Je ne Bregret rien

Am I missing something, or are there very few or no prominent Brexiteers changing their minds about the benefits of Brexit?

I find it extraordinary that there are not more.

Opinion polls have shifted somewhat against.  But politicians and commentators have doubled down.  This in the face of very marked changes in the likely costs and benefits of leaving.  The chance of no deal at all in March 2019 has risen greatly;  also I’d conjecture that the chance of Brexit In Name Only, either in the form of a very close tie to the EU, or prolonged ‘transition’ has risen.  The inability of the warring factions in the Tory Party to confront the trade-offs that face the UK, and the crystallisation of the Irish border as a stumbling block, have both reduced the chances of a free trade agreement that would separate us materially from the UK.

A rational calculus of the cost and benefits of Brexit has surely shifted in favour of Remain.  Brexit in Name Only grants only symbolic political freedom, and considerably reduces the say we have over the market we stay hitched to.  No deal might be a catastrophe and is surely to be avoided at all costs.  An increase in the probability of these two things surely lowers the benefits of Brexit.  Unless you place an extremely high weight on Brexit as an abstract end in itself, therefore, you must surely change your mind.

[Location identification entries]
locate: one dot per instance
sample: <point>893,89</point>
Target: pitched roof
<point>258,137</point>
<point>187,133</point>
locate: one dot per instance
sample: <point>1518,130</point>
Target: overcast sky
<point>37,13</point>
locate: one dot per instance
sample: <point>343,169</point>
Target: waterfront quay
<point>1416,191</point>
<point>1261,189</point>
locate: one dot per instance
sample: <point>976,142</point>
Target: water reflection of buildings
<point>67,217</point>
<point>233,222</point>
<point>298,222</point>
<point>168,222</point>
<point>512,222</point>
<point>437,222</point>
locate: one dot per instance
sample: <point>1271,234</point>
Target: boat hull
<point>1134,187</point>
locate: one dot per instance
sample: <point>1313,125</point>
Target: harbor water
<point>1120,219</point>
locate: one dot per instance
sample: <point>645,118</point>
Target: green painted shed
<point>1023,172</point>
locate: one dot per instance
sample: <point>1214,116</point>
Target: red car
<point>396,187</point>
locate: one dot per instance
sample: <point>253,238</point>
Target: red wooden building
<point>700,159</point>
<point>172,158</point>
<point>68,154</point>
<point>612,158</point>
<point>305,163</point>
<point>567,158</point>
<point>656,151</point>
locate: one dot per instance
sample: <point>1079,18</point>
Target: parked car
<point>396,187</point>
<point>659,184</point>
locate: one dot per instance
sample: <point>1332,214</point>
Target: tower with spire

## Brief A
Quote the Brexit commentary word for word, starting at "Opinion polls have" and ending at "from the UK.".
## Brief B
Decide whether each statement agrees with the Brexit commentary, answering yes or no and quoting the words that settle it: (i) The author finds it extraordinary that more prominent Brexiteers have not changed their minds. (ii) Opinion polls have shifted strongly in favor of Brexit. (iii) No deal is described as something that might be a catastrophe.
## Brief C
Carry on the Brexit commentary from its last sentence, extending the author's argument in the same voice.
The records are not required for any of this work.

## Task output A
Opinion polls have shifted somewhat against.  But politicians and commentators have doubled down.  This in the face of very marked changes in the likely costs and benefits of leaving.  The chance of no deal at all in March 2019 has risen greatly;  also I’d conjecture that the chance of Brexit In Name Only, either in the form of a very close tie to the EU, or prolonged ‘transition’ has risen.  The inability of the warring factions in the Tory Party to confront the trade-offs that face the UK, and the crystallisation of the Irish border as a stumbling block, have both reduced the chances of a free trade agreement that would separate us materially from the UK.

## Task output B
(i) Yes: "I find it extraordinary that there are not more."
(ii) No: "Opinion polls have shifted somewhat against."
(iii) Yes: "No deal might be a catastrophe and is surely to be avoided at all costs."

## Task output C
To repurpose a much used analogy.  Imagine that Remain had won, but 2 years down the road it became clear that the EU was going to force us to join the Euro, or leave the EU.  This would surely cause former Remainers, for whom the ultimatum would be a surprise, to rethink.  The probability of Euro membership and all its disadvantages has risen;  the benefits of leaving the EU therefore increase.  The analogous cacophony to the Brexiteers, who formally dismissed the chance of a no deal exit as Project Fear, but now try to normalise it, would be a line up of Remainers explaining the political benefits of the Federal project that Euro membership would include us in, waving away concerns about the lack of monetary independence with assurances that it would all be fine.  And unresponsive to calls for another referendum given that Euro membership was at the time dismissed as a highly unlikely prospect.

Perhaps this Bregret is happening, only privately.  Public Bregret would constitute too much of a loss of face.  Or perhaps Bregret is judged too unproductive in the tribal warfare for political influence in the future.  Bregretters would be bottom of the pile for political influence amongst always-true-Remainers, and traitors in the eyes of the continuity-Brexit tribe.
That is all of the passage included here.